***** Given passage

More about: Swans
It seems remarkable, given Swans legendary reputation, that it should be 2018 before the first book emerges examining the band in more detail. Nick Soulsby, the creator of the oral history, SWANS: Sacrifice And Transcendence, has written a special essay for Gigwise explaining why the story of Michael Gira’s band is heavier than mere music and inspirational even for those who have never heard a note of the band’s work.
Soulsby interviewed over 125 individuals — including more than 30 former members of the band — alongside underground luminaries such as Thurston Moore, Lydia Lunch, JG Thirlwell, Devendra Banhart and Bill Laswell. This deep access to the personal experiences of so many individuals permitted the creation of what is a dark, startling, often funny, exploration of how it felt to be a part of this most unique of musical projects.
Nick Soulsby: For me, the title of a book must strive to say everything about its subject in the minimum of words. ‘Sacrifice’ felt like an inevitability: the only way I could sum up the history of Swans since its founding in 1981. It’s a story of utter determination, in the face of indifference and poverty, to make something unsullied by compromise or weakness. It’s an angry young man in his twenties, near naked, pummelling himself against stage equipment in a frenzy of utter abandon. It’s a man hanging drywall all day long on construction sites then coming home to whip the band through rehearsal at ear-splitting volume until long after midnight. Its debt, penury, every dollar devoted to realizing that perfect moment of sound whether on stage or on record. It’s a guy in his sixties killing himself on stage for two-three hours seeking moments of utter ecstasy when the music flows through him and he can vanish into the sound.
‘Sacrifice’ couldn’t stand alone, however, because it was only ever the means — what had to be endured to reach the vital end. That end has always been ‘Transcendence’. I heard grown men describe spiritual epiphanies where Swans’ music hit them with the force of a drug-induced trip. Band members would tell me how, on stage, moments would lock in when suddenly they lost the ability to perceive the passage of time or where the sound reached such intensity it removed them from their bodies and created a space where they had no sense of the physical reality of their flesh. Audience members described music that left them dazed, disorientated, yet thoroughly elated as if life itself had been amplified to a previously unobtainable peak. Swans does something to those playing and those who bear witness: it’s the nearest most of us will ever come to a shared hallucination or a communal moment of meditation and delirium.

**********

What you will do.
1) According to the Swans passage, in what year was the band founded?
2) Retype the stretch of the Swans passage from "More about: Swans" through "of musical projects.".
3) Continue the Swans essay, picking up after its final sentence.

***** Entries shown

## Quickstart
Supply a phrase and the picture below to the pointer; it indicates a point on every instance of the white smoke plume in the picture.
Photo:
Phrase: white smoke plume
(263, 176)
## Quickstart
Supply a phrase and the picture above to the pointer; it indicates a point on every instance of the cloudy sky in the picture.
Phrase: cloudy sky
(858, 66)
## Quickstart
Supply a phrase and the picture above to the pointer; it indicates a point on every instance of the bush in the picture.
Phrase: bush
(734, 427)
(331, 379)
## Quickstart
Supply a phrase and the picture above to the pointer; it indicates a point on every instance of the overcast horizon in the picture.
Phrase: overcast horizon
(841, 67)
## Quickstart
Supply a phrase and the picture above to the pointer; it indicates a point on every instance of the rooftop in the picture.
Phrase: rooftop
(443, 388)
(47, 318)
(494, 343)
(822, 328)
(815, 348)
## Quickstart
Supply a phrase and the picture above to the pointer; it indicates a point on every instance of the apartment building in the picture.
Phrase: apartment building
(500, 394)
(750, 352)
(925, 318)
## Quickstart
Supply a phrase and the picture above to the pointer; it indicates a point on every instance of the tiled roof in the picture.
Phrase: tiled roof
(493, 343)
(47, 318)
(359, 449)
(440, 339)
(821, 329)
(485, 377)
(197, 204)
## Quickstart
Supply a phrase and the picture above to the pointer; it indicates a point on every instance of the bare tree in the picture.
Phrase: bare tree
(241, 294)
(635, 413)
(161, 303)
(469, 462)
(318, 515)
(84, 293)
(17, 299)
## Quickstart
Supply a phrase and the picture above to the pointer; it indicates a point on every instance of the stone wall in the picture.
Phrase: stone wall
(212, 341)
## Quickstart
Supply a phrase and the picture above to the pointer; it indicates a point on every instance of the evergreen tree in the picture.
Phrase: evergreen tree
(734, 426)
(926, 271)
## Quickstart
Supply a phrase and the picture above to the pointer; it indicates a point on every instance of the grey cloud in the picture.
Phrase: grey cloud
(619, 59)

**********

Results of the tasks.
1) 1981

2)
More about: Swans
It seems remarkable, given Swans legendary reputation, that it should be 2018 before the first book emerges examining the band in more detail. Nick Soulsby, the creator of the oral history, SWANS: Sacrifice And Transcendence, has written a special essay for Gigwise explaining why the story of Michael Gira’s band is heavier than mere music and inspirational even for those who have never heard a note of the band’s work.
Soulsby interviewed over 125 individuals — including more than 30 former members of the band — alongside underground luminaries such as Thurston Moore, Lydia Lunch, JG Thirlwell, Devendra Banhart and Bill Laswell. This deep access to the personal experiences of so many individuals permitted the creation of what is a dark, startling, often funny, exploration of how it felt to be a part of this most unique of musical projects.

3)
There could be no compromise with Swans. Discovering how Gira’s two previous bands crashed and burned made Swans feel inevitable: a band where his authority was undisputed. Band members described tour rehearsals as the equivalent of marine boot camp, they were drilled and honed to become a metronomically precise unit capable of hitting every beat or pulse as one. For Gira, it was all about the work — nothing else mattered. Laziness would be punished. Venue staff would pay for slack organization. The band would be pushed, on and off stage, to immaculate peaks of performance. While other bands might use speed to cover mistakes, or treat audiences to sloppy or jaded performances, Gira never let Swans check out. This is the brutal glory of Swans: giving everything every single time — no excuses. To be a part of Swans meant smashing shock and awe down on the heads of an audience, ensuring every single person in the room would go home awestruck by what they had just witnessed.
Beset by the pauses and interruptions caused by regular line-up changes, Swans still managed to claw their way out of the New York underground and to reach a wider audience. A cult following developed, one that recognized the stark honest humanity at the center of this extraordinary sound. Gradually the sonic palette expanded until, eventually, a major label took a chance on Swans: this was it! Maybe a chance to stop living hand-to-mouth, to be able to make music without the compromises forced by straightened circumstance. 1989-1990 was the fulcrum on which Swans fortunes turned. Cast from the label, indebted, with no band, without the resources needed for touring and without industry support…Most people would give up.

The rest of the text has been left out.